§ Instrução
Liste todas as causas de perdas do FLV citadas pelo diretor da R-Dias no texto sobre perdas em supermercados.

§ Trecho do texto
+-------+
Fleubert explica que as perdas nos supermercados são tratadas de duas formas:
- Identificadas – aquelas em que o varejista consegue apurar ou identificar de forma clara como, por exemplo, as perdas no FLV por apodrecimento.
- Não identificadas – as que aparecem quando a empresa realiza os inventários. Tendo como premissa que as movimentações sistêmicas foram realizadas corretamente e, ao realizar o inventário, a quantidade de itens é divergente do sistema, quando a menor temos uma perda não identificada. Não se sabe a origem dessa perda, que pode até ser furto na entrada de mercadoria ou na própria loja.
Definição das causas ajuda no controle
No que diz respeito às perdas do FLV, as causas são diversas e o diretor da R-Dias cita algumas delas:
- Compra exagerada – quanto mais estoque, acima dos 3 dias, mais quebras;
- Estoque excessivo – manutenção de estoque do FLV no depósito;
- Recebimento incorreto – ausência de controle e/ou pesagem na entrada;
- Armazenamento errado – empilhamento incorreto, calor e umidade;
- Alto volume de exposição – bancas com diversos níveis de altura e compressão dos níveis inferiores.
Para apurar e reduzir as perdas do FLV todos esses pontos devem ser levados em consideração. “O estoque excessivo, por exemplo, é um grande vilão. Quando temos o produto exposto por mais de 3 dias, o indicador da perda do setor tende a subir, ou seja, um bom estoque de FLV é inferior a 3 dias e isso é uma situação que deve ser analisada pela operação de loja e pelo departamento comercial da empresa” avisa Fleubert.
O diretor da assessoria para varejo explica que nesse cenário é preciso colocar a inteligência para reduzir as perdas. Analisar o indicador principal é importante, mas é preciso analisar principalmente as causas que têm relação direta com indicador. Para isso, o primeiro passo é identificar as quebras do FLV e a partir desse ponto analisar e entender em profundidade o que acontece com cada tipo de produto.
“Um ponto relevante é que FLV vai quebrar. Por isso temos parâmetros perto dos 4% nesse setor. Muitos varejistas seguram as compras para impedir a quebra e acabam causando outro problema, a ruptura, a falta do produto na banca. Para criar uma área de inteligência em redução das perdas o principal ponto é o engajamento da direção. A alta gestão precisa decidir que quer resolver essa questão e apoiar os envolvidos com informações e ferramentas necessárias nessa jornada”, afirma Fleubert.
Inteligência em redução de perdas no Supermercado Antonelli
Em oito meses de trabalho o supermercado Antonelli conseguiu reduzir as perdas de 7,5% para 3,7%
Ao iniciar a implantação do projeto de prevenção de perdas na rede Antonelli, os especialistas da assessoria para varejo sugeriram trazer alguém do mercado para gerenciar a implantação, evitando assim vícios e costumes.
A visão de Fábio Simões Rosa quando chegou ao Antonelli para assumir a área de inteligência em prevenção era a de um cenário no FLV com quebra que girava em torno de 7,5%. “Não havia controle, nem gestão. Ao começarmos a implantar a prevenção de perdas, logo reunimos a equipe para um treinamento e para mostrar a eles que havia uma grande oportunidade para um trabalho de redução dessas perdas”, conta.
+-------+
(Registros do conjunto de dados)
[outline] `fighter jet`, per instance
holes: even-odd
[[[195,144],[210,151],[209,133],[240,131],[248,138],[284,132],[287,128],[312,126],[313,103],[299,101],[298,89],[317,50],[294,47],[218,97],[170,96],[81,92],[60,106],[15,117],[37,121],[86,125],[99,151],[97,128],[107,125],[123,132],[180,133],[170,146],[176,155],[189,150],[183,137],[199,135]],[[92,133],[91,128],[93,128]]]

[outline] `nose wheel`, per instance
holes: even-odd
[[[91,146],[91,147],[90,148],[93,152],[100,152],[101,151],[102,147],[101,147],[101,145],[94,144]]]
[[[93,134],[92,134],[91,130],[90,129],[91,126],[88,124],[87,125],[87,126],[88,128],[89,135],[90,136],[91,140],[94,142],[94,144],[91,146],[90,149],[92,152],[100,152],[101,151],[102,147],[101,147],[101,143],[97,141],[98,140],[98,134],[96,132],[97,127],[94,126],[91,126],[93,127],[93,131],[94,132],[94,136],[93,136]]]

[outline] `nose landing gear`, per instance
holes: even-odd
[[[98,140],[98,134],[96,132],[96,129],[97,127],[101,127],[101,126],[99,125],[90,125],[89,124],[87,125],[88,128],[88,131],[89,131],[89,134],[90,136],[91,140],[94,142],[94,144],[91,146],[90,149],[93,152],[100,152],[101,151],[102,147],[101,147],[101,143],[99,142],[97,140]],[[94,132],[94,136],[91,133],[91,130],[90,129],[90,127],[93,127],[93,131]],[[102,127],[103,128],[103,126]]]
+-------+
§ Resultado da tarefa
- Compra exagerada
- Estoque excessivo
- Recebimento incorreto
- Armazenamento errado
- Alto volume de exposição